— start EXTRACT —
Consulting the internet, it seems for ultimate low noise in such common base amplifier, a low ESR capacitor between transistor base and ground seems essential, so I did put in a 1000 microfarad Panasonic FM.

Anyway, switching to MC versus MM having nothing connected on the input, does not make the noise higher, when putting volume at maximum, a good sign. Having no Moving Coil cartride, I can test only using a microphone, instead.

The Equalizer preamplifier card.

This card was recapped already, and besides replacing a few resistors for low noise metal film ones, there is nothing more to be done, however:

It employs a so-called "IC" FA-6001T, which probably is a ceramic substrate using thick film resistors (which may be noisy), and clearly visible it has normal transistors mounted on it.

One could regard it not really an IC.

If I keep the amp MAYBE I will replace those by veroboard circuits using discrete components one day, but hiss is very low using the turntable.

The schematic of the "IC" including resistor values was copied from the internet, so it is easy to replicate the circuit, and I am sure the schematic does not get lost.

The picture shows this card, next to the already update MC-amp card. The metal shield, not on this picture, is not that high and it was taken into account when selecting the new capacitors.

The main amplifier cards.

The main amplifiers both did work. I decided to do a clean-up, so I did partly rebuild them.

The input transistors are modern KSA992Y, now.

I wanted to make the "Baxandall modification" which is supposed to be always lowering the distortion in this kind of circuits.

Therefore, I added one diode across R18 and I changed R18 from 22 to 100 Ohms.

All electrolytic capacitor values are roughly doubled for capacitance.

This amplifier has output capacitors, specified at 2200 Microfarad. I found Elna 6800 Microfarad 35 V ones in there, they were very old but maybe still newer than what was in, originally. I put in high quality screw-terminal Itelcond red 4700 Microfarad 63V ones, they measured better than the very old ones.

Both cards had the trimming resistors replaced. Although the manual calls for setting the output voltage to "half" supply voltage (read: to 37 Volts), when "cranking up"the amplifier, it shows it should be lower. This is accomplished using the distortion meter, and tweak for the highest power setting while distortion is still low.

Distortion from AUX input shows well below 0.1% before the amplifier runs out of juice at around 40 Watts. At around 45 Watts distortion reaches 3% at 1000Hz on my analog Burosch NF200 distortion meter.

Mains voltage of around 225V versus amp setting 240 Volts to be taken into account...real wattage is a little higher than measured.

As the input signal is continuous, the bigger smoothing capacitor on the power supply will not make a difference, here, but it surely helps during music level surges.

Old situation shown on the left, the new situation is on the right:

Schematic of changes in red:

Unfortunately, I made a mistake in the schematic, I interchange the red text of the partnumbers of the two diodes changed. Of course, this is a text error, which I may correct later.

I cut the trace to mount the little BAW62, it is visible on the left lower edge of the amplifier cards. A VO6C diode moeved over to the R18 location (vertically mounted resistor using yellow wire on the old board in the middle on the left, and the now 100 Ohms R18 was moved over down a little).
— end EXTRACT —
Continue the amplifier restoration write-up from its last sentence. The lines after this point are separate material and are not part of the amplifier restoration write-up.
— start INFORMATION SUPPLIED —
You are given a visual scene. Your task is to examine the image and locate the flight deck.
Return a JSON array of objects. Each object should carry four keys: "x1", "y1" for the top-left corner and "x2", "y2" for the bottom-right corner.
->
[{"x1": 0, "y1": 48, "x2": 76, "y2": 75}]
— end INFORMATION SUPPLIED —
— OUTPUT FOR THIS TASK —
One thing I usually do is replace any heat conductive paste on the power transistors. While having the amplifier operating on maximum power during testing, touching the power transistors showed no obvious temperature difference between each other nor the heatsink.

It also does not run too hot to the touch, so I just left them as is.

Noteworthy is the fact I checked all amplifier transistors for HFE beforehand, to avoid any troubleshooting, and decide whether to replace them, or not.

Initial measurements taken using the Burosch analog distortion meter, self distortion of the meter is around 0.01%. It can measure at 1 kHz only

It has internal load resistors are a little below 8 Ohms (around 7.7 IIRC). It feeds a 1 kHz signal into the amp using the AUX amp input. .

The needles on the left indicate the power which is just above 45W on the 200W scale. The 3% button used on the far right is pressed and now distortion is a full 3%, it gets lower right away when turning back power.

The needles on the left indicate the power which is just around 30W (40W is OK also)on the 200W scale at that very moment. The 0.1% button used on the far right is pressed and now distortion is around 0.06%, it goes slowly higher above some 40 Watts

Considering the mains power situation, a good conclusion is the amp is capable of 40 watts power at very low distortion, 2 channels driven, and goes up to 45 Watts at specified distortion.

Basically, this is a good figure for such old amp, considering this value INCLUDES the preamp, volume pots and wiring.

Manufacturers tend to show figures for the main amplifier stage only, as it makes the figures looking better....

The Output meters card steering, and the lighting arrangement.

The lighting lamps exploit a separate 7 VAC widning on the transformer.

I did not like the old light dispersion on the meters, so I took the module apart. It appeared there were LED modules in. Probably they did not exist at the moment the pre-amplifier was reworked its first time!

I do not know if these look better or worse than the original lamps.

The meters are steered from a card which had a "meter balance" adjustment on a separate mounting.

Funny is the modification having "audio fidelity" in mind:two 10 uF electrolytic capacitors were exchanged for four 4.7 ones, and big 1 uF capacitors were put in.

Although appreciating an "audiophile"approach, I do not think the meters "listen to the sound", so probably that part of the recap was done by somebody not knowing what this piece of electronics is supposed to do....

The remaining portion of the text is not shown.